When if a foreach loop, the $_ variable is aliased to each element of the 
array.  Changing $_ in any way will change the corresponding variable in the 
array.

What you are doing above is using the implicit $_ variable.

Since you don't include the actual 'do something' code I can't be _certain_ 
but from the sample you gave you are also using the $_ variable in the while 
loop.

my $counter=0;
while (<$in>){ #### here $_ is repetitively set to the content of each line 
of the file, thus changing @dir
    $counter++;
    print $counter, ' ';
}

It is probable that you have one ot more blank lines in one or more of the 
files....

You either need to localise the $_ variable in the while loop or explicitly 
declare and use a named variable in the foreach loop.

foreach my $file (@dar){
    open (my $in, '<', $file) or die($!);
    # do stuff
    close $in;
}

etc etc etc

HTH

P
-- 
print "Just another Perl Hacker";




------------------------------

Date: Thu, 20 Jan 2005 14:29:25 -0800
From: Jim Gibson <jgibson@mail.arc.nasa.gov>
Subject: Re: does foreach (@list) alter @list??
Message-Id: <200120051429251683%jgibson@mail.arc.nasa.gov>

In article <maWdneQiKfU-tW3cRVnyjQ@scarlet.biz>, Hendrik Maryns
<hendrik_maryns@despammed.com> wrote:

[ problem description, diagnostic message about uninitialized value
snipped]

> use strict;
> use warnings;
> use diagnostics;
> 
> my @dir= <*.pos>;  # feel free to change this for testing purposes
> 
> for (@dir){
>  open(my $in, '<', $_)||die($!);
>     # do something
>  close $in;
> } #endfor
> 
> # @dir= <*.pos>;
> 
> for (@dir){
>  open(my $in, '<', $_ )||die($!);
>     #do something else
>  close $in;
> } #endfor
> 
> So my question is: how come?  Where does @dir get altered, or how come 
> $_ is undefined there.

You are running afoul of the implicit loop-aliasing feature. In a for
loop, the loop variable is set to an alias of each member of the list
in turn. You are using the default loop variable $_. If you modify $_,
you are modifying the list element itself. You probably have something
inside your loop that modifies $_. A while{ <$in> } would do that,
since it also uses $_ as a default loop variable.
****
Exercise directions >> Please continue the Perl thread above about foreach aliasing of $_, picking up after its last sentence.

Entries supplied >>
****
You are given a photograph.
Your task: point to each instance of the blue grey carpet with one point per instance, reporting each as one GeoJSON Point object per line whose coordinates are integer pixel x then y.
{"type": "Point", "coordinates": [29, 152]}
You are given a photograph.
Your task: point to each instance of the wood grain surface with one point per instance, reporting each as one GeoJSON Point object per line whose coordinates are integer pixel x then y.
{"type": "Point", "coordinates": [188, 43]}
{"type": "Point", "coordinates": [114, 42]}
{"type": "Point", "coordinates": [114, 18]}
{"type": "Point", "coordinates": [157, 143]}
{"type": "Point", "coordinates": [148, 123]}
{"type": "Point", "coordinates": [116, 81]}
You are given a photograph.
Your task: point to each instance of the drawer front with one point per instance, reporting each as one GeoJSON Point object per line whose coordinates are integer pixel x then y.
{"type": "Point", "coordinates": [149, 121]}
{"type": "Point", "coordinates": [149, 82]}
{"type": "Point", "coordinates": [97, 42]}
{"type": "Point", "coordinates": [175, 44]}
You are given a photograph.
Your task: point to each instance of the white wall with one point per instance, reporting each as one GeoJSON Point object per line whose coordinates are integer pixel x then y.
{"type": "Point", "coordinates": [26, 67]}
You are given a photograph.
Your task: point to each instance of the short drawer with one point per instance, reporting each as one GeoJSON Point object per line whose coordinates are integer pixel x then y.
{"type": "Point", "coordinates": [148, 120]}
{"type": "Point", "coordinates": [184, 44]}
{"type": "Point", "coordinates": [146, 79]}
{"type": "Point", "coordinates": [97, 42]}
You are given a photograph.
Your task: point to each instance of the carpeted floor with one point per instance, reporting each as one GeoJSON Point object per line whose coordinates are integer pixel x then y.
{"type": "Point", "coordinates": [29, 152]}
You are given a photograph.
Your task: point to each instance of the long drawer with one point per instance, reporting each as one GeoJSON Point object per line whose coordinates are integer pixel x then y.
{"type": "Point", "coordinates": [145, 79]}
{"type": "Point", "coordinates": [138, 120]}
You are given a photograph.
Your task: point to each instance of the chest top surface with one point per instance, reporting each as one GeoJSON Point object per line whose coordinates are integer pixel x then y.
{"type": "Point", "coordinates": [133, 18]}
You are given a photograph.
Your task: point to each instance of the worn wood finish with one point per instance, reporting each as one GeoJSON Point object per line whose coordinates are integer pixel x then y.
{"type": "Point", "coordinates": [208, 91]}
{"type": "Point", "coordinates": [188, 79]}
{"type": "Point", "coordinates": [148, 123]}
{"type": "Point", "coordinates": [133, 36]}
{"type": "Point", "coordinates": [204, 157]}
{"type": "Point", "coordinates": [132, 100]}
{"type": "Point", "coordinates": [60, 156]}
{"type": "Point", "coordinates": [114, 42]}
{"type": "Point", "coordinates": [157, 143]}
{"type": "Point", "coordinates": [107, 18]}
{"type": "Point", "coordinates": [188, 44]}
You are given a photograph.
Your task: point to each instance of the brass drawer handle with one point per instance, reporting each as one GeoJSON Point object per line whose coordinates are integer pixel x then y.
****
Task response >>
Use an explicit loop variable in each case and do not modify it:

   for my $file ( @dir ) {
      open( my $in, ... );
      while( my $line = <$in> } 
         ...
      }
   }

See perldoc perlsyn "Foreach Loops"


----== Posted via Newsfeeds.Com - Unlimited-Uncensored-Secure Usenet News==----
http://www.newsfeeds.com The #1 Newsgroup Service in the World! >100,000 Newsgroups
---= East/West-Coast Server Farms - Total Privacy via Encryption =---


------------------------------

Date: Thu, 20 Jan 2005 22:32:50 -0000
From: "David K. Wall" <dwall@fastmail.fm>
Subject: Re: does foreach (@list) alter @list??
Message-Id: <Xns95E4B27FA29D5dkwwashere@216.168.3.30>

Hendrik Maryns <hendrik_maryns@despammed.com> wrote:

> use strict;
> use warnings;
> use diagnostics;
> 
> my @dir= <*.pos>;     # feel free to change this for testing
> purposes 
> 
> for (@dir){
>      open(my $in, '<', $_)||die($!);
>           # do something
>      close $in;
>} #endfor

If you do something to $_ inside this loop, then yes, that will alter 
the current element of @dir.  See the section on foreach loops in 
perlsyn.

It's better to do something like this:

    for my $d (@dir) {
        # do stuff with $d
    }

Then you don't have to worry about what you do to $_.


------------------------------

Date: Thu, 20 Jan 2005 16:54:33 -0600
From: Tad McClellan <tadmc@augustmail.com>
Subject: Re: does foreach (@list) alter @list??
Message-Id: <slrncv0dl9.8vn.tadmc@magna.augustmail.com>

Hendrik Maryns <hendrik_maryns@despammed.com> wrote:

> Subject: does foreach (@list) alter @list??


Not by itself. But it will if you ask it to.


> Now strangely 
> enough I get an error message which says there are uninitialised 
> variables in @dir, 


> my @dir= <*.pos>;	# feel free to change this for testing purposes
> 
> for (@dir){
> 	open(my $in, '<', $_)||die($!);
> 		# do something


> So my question is: how come?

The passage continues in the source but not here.